═══ Ausgangstext

RS: Frau Heller, was ist Design Thinking? 

DH: Design Thinking ist eine auf das Leben ausgerichtete Denkweise, um zielgerichtet innovative Lösungen für komplexe Probleme zu entwickeln und spürbare Veränderung zu bewirken. Ursprünglich wurde sie im Silicon Valley entwickelt, um Technikprodukte nutzer:innenfreundlicher zu machen. Heute wird Design Thinking weltweit in allen denkbaren Bereichen angewandt.

RS: Kann man denn eine Methode, die für Technik entwickelt wurde, wirklich für einen Bereich wie die Hospiz- und Palliativversorgung einsetzen?

DH: Da Design Thinking vor allem eine Herangehensweise, eine Haltung ist, sind die Anwendungsmöglichkeiten zahlreich. Auch in der Hospizarbeit spielt die Frage der Haltung seit Beginn neben Wissen und Fertigkeiten eine zentrale Rolle.

RS: Was könnten wir davon lernen?

DH: Es gibt meines Erachtens sechs zentrale Impulse aus dem Design Thinking, die auch auf den Hospizkontext übertragbar sind, wenn wir neue Ideen oder Angebote entwickeln wollen:

1. Zuerst das Problem
Allzu oft passiert es, dass wir schon Lösungsvorschläge haben, ohne das Problem richtig zu verstehen. Die Art und Weise, wie wir glauben, eine Situation als Problem zu identifizieren, ist schon Teil des Problems selbst. Was für mich ein Problem ist, muss für andere keines sein. Die Selbstreflexion der eigenen persönlichen oder fachlichen Sicht ist daher immer angesagt. Sich wirklich die Zeit zu nehmen, das Problem in all seinen Facetten zu erfassen heißt unter anderem: mit einer Haltung der Offenheit viel beobachten, mit den betroffenen Menschen sprechen, in den Austausch mit Institutionen oder Menschen treten, die ähnliche Herausforderungen haben, nicht zu voreiligen Schlüssen kommen und sich zudem stets der eigenen Annahmen, Vorurteile und Einschätzungen bewusst sein.

══════
═══ Bereitgestellte Daten

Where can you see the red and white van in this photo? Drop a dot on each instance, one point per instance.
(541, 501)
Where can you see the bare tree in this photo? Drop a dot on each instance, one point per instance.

══════

Übungsaufgaben:
1. Beantworte die folgenden Fragen zum Interview über Design Thinking.
(a) Wo wurde Design Thinking ursprünglich entwickelt, und zu welchem Zweck?
(b) Wie viele zentrale Impulse aus dem Design Thinking hält Frau Heller für auf den Hospizkontext übertragbar?
(c) Was spielt in der Hospizarbeit laut Frau Heller seit Beginn neben Wissen und Fertigkeiten eine zentrale Rolle?
2. Schreibe das Interview über Design Thinking im Anschluss an seinen letzten Satz weiter.

Lösungen zur Übung:
1.
(a) Im Silicon Valley, um Technikprodukte nutzer:innenfreundlicher zu machen.
(b) Sechs.
(c) Die Frage der Haltung.

2.
2. Dem Prozess vertrauen
Sobald man das Problem von allen Ecken und Seiten beleuchtet und den Lösungsfindungsprozess begonnen hat, befindet man sich auf einer Reise. In diesem Prozess entdeckt man, dass es das Problem nicht gibt. Es gibt unterschiedliche Konstellationen, die aufeinander wirken und miteinander verknüpft sind. Deshalb muss auch die Bearbeitung dieser Komplexität vieldimensional, interdisziplinär und aus unterschiedlichen Perspektiven erfolgen. Zwangsläufig gelangt man auf dieser Reise immer wieder an Weggabelungen und Punkte, die Unsicherheit, Frustration und das Gefühl, in einer Sackgasse gelandet zu sein, auslösen. Wichtig ist, sich hier immer wieder gegenseitig im Vertrauen auf den Prozess zu stärken. Oft mag die nächste Wegetappe in Nebel gehüllt sein und kein Aussichtspunkt in Sicht. Wichtig ist, sich schrittweise voranzutasten und ein Stück weit auch einfach darauf zu vertrauen, dass der Prozess einen leitet. Eine transparente und verlässliche Kommunikation im Team sowie eine Haltung der (Selbst-)öffnung sind essenziell, um dieses Vertrauen zu entwickeln und stärken.

3. Gemeinsam Ideen weiterentwickeln
Bei der Ideenfindung werden keine Grenzen gesetzt. Ziel ist kreativ, spielerisch, mit viel Leichtigkeit in alle Richtungen zu denken und zunächst möglich viele Ideen zu produzieren. Nur eine Sache ist streng verboten: Im ersten Stadium der Ideenfindung, die Vorschläge und Gedanken der anderen zu kritisieren und abzuwerten. „Das geht nicht, das ist viel zu kompliziert…“, „Nette Idee, aber viel zu teuer…“, „Das können wir mit unseren Kapazitäten unmöglich schaffen…“ All diese, teils durchaus berechtigten Einwände werden bei der Ideenfindungsphase links liegen gelassen. Sie werden später behandelt. Aber nichts tötet Kreativität schneller als Pragmatismus. In diesem Stadium geht es darum, auf den Ideen der anderen aufzubauen. Also sich in der „Ja, UND…“-Haltung zu üben: „Ja, das klingt super und wir könnten auch noch…“ „Finde ich einen total guten Ansatz, außerdem könnten wir noch überlegen, dass wir…“

PRAKTISCHE TEAMÜBUNG
Kontext: eine Aufgabe im eigenen Arbeitsbereich, die es zu lösen gilt. Zum Beispiel die Planung einer Veranstaltung zur Gewinnung von Ehrenamtlichen in der Hospizarbeit.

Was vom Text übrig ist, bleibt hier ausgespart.